┌─ Source information

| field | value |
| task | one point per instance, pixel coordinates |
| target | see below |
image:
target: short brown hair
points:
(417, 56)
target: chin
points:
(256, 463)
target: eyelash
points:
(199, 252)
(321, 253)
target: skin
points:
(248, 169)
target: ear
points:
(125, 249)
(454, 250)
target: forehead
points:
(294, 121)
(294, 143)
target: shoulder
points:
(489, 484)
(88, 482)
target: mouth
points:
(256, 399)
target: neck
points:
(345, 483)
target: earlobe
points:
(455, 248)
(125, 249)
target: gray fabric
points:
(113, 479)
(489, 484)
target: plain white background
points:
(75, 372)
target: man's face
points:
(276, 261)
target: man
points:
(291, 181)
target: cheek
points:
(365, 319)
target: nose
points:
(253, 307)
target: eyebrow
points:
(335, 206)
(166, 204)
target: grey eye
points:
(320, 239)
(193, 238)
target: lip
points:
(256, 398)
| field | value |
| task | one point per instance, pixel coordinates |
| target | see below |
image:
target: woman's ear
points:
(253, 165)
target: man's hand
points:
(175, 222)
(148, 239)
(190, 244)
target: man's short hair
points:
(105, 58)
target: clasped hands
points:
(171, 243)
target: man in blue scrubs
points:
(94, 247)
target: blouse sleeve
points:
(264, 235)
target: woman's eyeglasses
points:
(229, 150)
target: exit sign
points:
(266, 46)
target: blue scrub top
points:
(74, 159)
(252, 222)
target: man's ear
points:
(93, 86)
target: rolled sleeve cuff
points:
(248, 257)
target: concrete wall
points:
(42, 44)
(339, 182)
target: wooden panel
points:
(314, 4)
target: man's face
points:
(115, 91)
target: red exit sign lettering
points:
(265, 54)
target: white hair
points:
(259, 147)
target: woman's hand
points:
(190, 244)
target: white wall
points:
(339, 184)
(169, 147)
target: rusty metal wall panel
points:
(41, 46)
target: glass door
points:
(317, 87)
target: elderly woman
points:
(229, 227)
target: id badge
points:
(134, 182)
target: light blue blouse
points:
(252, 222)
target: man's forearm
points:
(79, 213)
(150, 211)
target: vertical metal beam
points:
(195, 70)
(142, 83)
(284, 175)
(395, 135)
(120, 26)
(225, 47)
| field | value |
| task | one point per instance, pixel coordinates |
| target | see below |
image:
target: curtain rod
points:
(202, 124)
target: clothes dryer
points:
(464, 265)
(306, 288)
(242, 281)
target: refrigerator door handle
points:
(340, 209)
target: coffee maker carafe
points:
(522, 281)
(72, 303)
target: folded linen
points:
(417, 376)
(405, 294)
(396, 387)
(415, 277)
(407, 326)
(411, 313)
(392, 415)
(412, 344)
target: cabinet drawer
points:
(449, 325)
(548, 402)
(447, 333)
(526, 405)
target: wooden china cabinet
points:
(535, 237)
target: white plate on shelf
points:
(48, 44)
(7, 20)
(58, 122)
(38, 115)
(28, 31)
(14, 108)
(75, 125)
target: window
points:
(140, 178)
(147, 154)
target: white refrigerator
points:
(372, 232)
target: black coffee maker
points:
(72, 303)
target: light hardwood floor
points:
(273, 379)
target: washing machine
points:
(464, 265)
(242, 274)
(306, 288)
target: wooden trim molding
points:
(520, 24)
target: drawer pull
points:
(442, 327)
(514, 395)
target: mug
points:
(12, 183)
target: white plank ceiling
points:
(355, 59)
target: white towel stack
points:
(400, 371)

└─

» **What to produce**: Repeat, exactly and in full, the records shown above.

» **Response**:
| field | value |
| task | one point per instance, pixel coordinates |
| target | see below |
image:
target: short brown hair
points:
(417, 56)
target: chin
points:
(256, 463)
target: eyelash
points:
(199, 252)
(321, 253)
target: skin
points:
(248, 169)
target: ear
points:
(125, 249)
(454, 250)
target: forehead
points:
(294, 121)
(294, 143)
target: shoulder
points:
(489, 484)
(88, 482)
target: mouth
points:
(256, 399)
target: neck
points:
(345, 483)
target: earlobe
points:
(455, 248)
(125, 249)
target: gray fabric
points:
(113, 479)
(489, 484)
target: plain white background
points:
(75, 372)
target: man's face
points:
(276, 261)
target: man
points:
(291, 181)
target: cheek
points:
(365, 319)
target: nose
points:
(253, 307)
target: eyebrow
points:
(335, 206)
(166, 204)
target: grey eye
points:
(320, 239)
(193, 238)
target: lip
points:
(256, 398)
| field | value |
| task | one point per instance, pixel coordinates |
| target | see below |
image:
target: woman's ear
points:
(253, 165)
target: man's hand
points:
(175, 222)
(148, 239)
(190, 244)
target: man's short hair
points:
(105, 58)
target: clasped hands
points:
(171, 243)
target: man in blue scrubs
points:
(94, 247)
target: blouse sleeve
points:
(264, 235)
target: woman's eyeglasses
points:
(229, 150)
target: exit sign
points:
(266, 46)
target: blue scrub top
points:
(74, 159)
(252, 222)
target: man's ear
points:
(93, 86)
target: rolled sleeve cuff
points:
(248, 257)
target: concrete wall
points:
(42, 44)
(339, 182)
target: wooden panel
points:
(314, 4)
target: man's face
points:
(115, 91)
target: red exit sign lettering
points:
(265, 54)
target: white hair
points:
(259, 147)
target: woman's hand
points:
(190, 244)
target: white wall
points:
(339, 184)
(169, 147)
target: rusty metal wall panel
points:
(41, 46)
target: glass door
points:
(317, 87)
target: elderly woman
points:
(229, 227)
target: id badge
points:
(134, 182)
target: light blue blouse
points:
(252, 222)
target: man's forearm
points:
(79, 213)
(150, 211)
target: vertical metal beam
points:
(195, 70)
(142, 83)
(284, 175)
(395, 135)
(120, 26)
(225, 47)
| field | value |
| task | one point per instance, pixel coordinates |
| target | see below |
image:
target: curtain rod
points:
(202, 124)
target: clothes dryer
points:
(464, 265)
(306, 288)
(242, 281)
target: refrigerator door handle
points:
(340, 209)
target: coffee maker carafe
points:
(522, 281)
(72, 303)
target: folded linen
points:
(417, 376)
(405, 294)
(396, 387)
(415, 277)
(407, 326)
(411, 313)
(392, 415)
(412, 344)
target: cabinet drawer
points:
(449, 325)
(548, 402)
(447, 333)
(526, 405)
target: wooden china cabinet
points:
(535, 237)
target: white plate on shelf
points:
(48, 44)
(7, 20)
(58, 122)
(38, 115)
(28, 31)
(14, 108)
(75, 125)
target: window
points:
(140, 178)
(147, 154)
target: white refrigerator
points:
(372, 232)
target: black coffee maker
points:
(72, 303)
target: light hardwood floor
points:
(273, 379)
target: washing machine
points:
(464, 265)
(242, 274)
(306, 288)
target: wooden trim molding
points:
(520, 24)
target: drawer pull
points:
(442, 327)
(514, 395)
target: mug
points:
(12, 183)
target: white plank ceiling
points:
(355, 59)
target: white towel stack
points:
(400, 371)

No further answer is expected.